YOUR TASK: From the essay on Republican responses to Trump's legal troubles, print word for word everything from "The precise scenario" down to "Smith’s federal cases.".

One of the reasons Republicans were so reluctant to accept Donald Trump’s nomination in 2016 is that he was quite obviously a crook. “His business record reflects the often dubious norms of the milieu: using eminent domain to condemn the property of others; buying the good graces of politicians — including many Democrats — with donations,” editorialized National Review. Marco Rubio lambasted him as a “con artist.” The Wall Street Journal editorialized about Trump’s deep ties to the mafia and his fulsome praise of its work. (After Trump won the nomination, the Journal spiked a second editorial about his mob links.)

Ted Cruz warned that an upcoming probe into Trump University, a scam Trump used to bilk unsuspecting fans by promising business secrets, would expose him to legal sanction. “If this man is the nominee, having the Republican nominee, on the stand in court, being cross-examined about whether he committed fraud, you don’t think the mainstream media will go crazy on that?”

The precise scenario Cruz predicted is finally occurring. The Republican response, however, is very different. The suspicion with which they once viewed Trump’s business career has dissipated. He is no longer a sleazy mobbed-up con artist but an innocent victim of overzealous prosecutors. The word Republicans now use almost uniformly to describe the former president’s travails with the justice system is “lawfare.”

“Lawfare” means using the law as a weapon to get Trump. Conservatives ranging from the Trumpiest wing of the movement to the most Trump-skeptical — the ones who used to attack him as a crook — have all employed this term to describe the entire range of Trump’s legal problems, from his New York fraud conviction to his indictments in New York and Atlanta to both of Jack Smith’s federal cases.

The advantage of this catchall term is that it allows Trump’s defenders to ignore the specifics of Trump’s misconduct, or at least to analyze it in a highly selective way. There are indeed a couple instances in which Trump has faced legal challenges that are questionable (the attempt to disqualify him from the ballot based on the 14th Amendment) or downright weak (Alvin Bragg’s indictment over hush-money payments to Stormy Daniels). Conservatives tend to focus obsessively on these cases, and “lawfare” is a permission structure that allows them to use these cases to ignore or discredit the others, where Trump’s behavior is impossible to defend.

It is a similar rhetorical strategy to the way Republicans dismissed the entire Russia scandal as “Russiagate” (or, in Trump’s preferred phrasing, “Russia, Russia, Russia”). The Russia scandal consisted of innumerable strands and accusations, some of which (most famously the Steele dossier) did not pan out. But the sweeping frame allowed Trump’s defenders to ignore the voluminous evidence of guilt. No need to defend Trump pardoning the campaign manager who had a Russian intelligence agent as a partner when you can just denounce Russiagate as a hoax.

By positing that Trump is the victim of a plot, all evidence of his guilt can be turned around into evidence of the sweeping nature of the conspiracy to smear him. Eventually, Republicans came to believe Trump had been the victim of a deep-state plot to frame him. Trump appointed a prosecutor, John Durham, to prove this conspiracy theory, only for Durham’s efforts to fail.

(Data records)
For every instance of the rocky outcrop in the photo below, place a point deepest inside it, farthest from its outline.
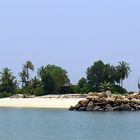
(105, 101)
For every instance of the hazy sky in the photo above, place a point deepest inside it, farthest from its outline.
(70, 33)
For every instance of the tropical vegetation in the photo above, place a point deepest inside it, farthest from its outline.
(52, 79)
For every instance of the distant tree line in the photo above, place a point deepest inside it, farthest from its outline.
(52, 79)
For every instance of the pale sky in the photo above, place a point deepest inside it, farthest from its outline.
(71, 34)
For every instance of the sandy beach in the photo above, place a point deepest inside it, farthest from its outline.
(39, 102)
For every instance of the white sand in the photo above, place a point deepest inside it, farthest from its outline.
(39, 102)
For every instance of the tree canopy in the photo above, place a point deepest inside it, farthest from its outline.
(52, 79)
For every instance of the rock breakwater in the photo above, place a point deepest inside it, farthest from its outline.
(105, 101)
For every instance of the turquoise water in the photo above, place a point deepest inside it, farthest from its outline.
(60, 124)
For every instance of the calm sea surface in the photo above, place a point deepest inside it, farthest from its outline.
(60, 124)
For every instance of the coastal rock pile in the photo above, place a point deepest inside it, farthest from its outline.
(105, 101)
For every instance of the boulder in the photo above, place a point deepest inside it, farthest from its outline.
(92, 94)
(104, 101)
(77, 106)
(84, 102)
(90, 106)
(118, 101)
(108, 107)
(137, 107)
(89, 97)
(137, 101)
(96, 108)
(108, 93)
(117, 108)
(95, 98)
(125, 100)
(102, 95)
(111, 99)
(125, 107)
(71, 108)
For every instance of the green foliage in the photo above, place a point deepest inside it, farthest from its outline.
(52, 78)
(3, 94)
(100, 72)
(24, 75)
(8, 83)
(105, 86)
(122, 72)
(84, 87)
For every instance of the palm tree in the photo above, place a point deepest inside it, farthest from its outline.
(23, 75)
(7, 81)
(105, 86)
(28, 66)
(5, 75)
(122, 72)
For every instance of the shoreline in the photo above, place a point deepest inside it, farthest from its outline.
(37, 102)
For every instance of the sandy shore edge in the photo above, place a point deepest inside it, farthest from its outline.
(39, 102)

EXERCISE OUTPUT:
The precise scenario Cruz predicted is finally occurring. The Republican response, however, is very different. The suspicion with which they once viewed Trump’s business career has dissipated. He is no longer a sleazy mobbed-up con artist but an innocent victim of overzealous prosecutors. The word Republicans now use almost uniformly to describe the former president’s travails with the justice system is “lawfare.”

“Lawfare” means using the law as a weapon to get Trump. Conservatives ranging from the Trumpiest wing of the movement to the most Trump-skeptical — the ones who used to attack him as a crook — have all employed this term to describe the entire range of Trump’s legal problems, from his New York fraud conviction to his indictments in New York and Atlanta to both of Jack Smith’s federal cases.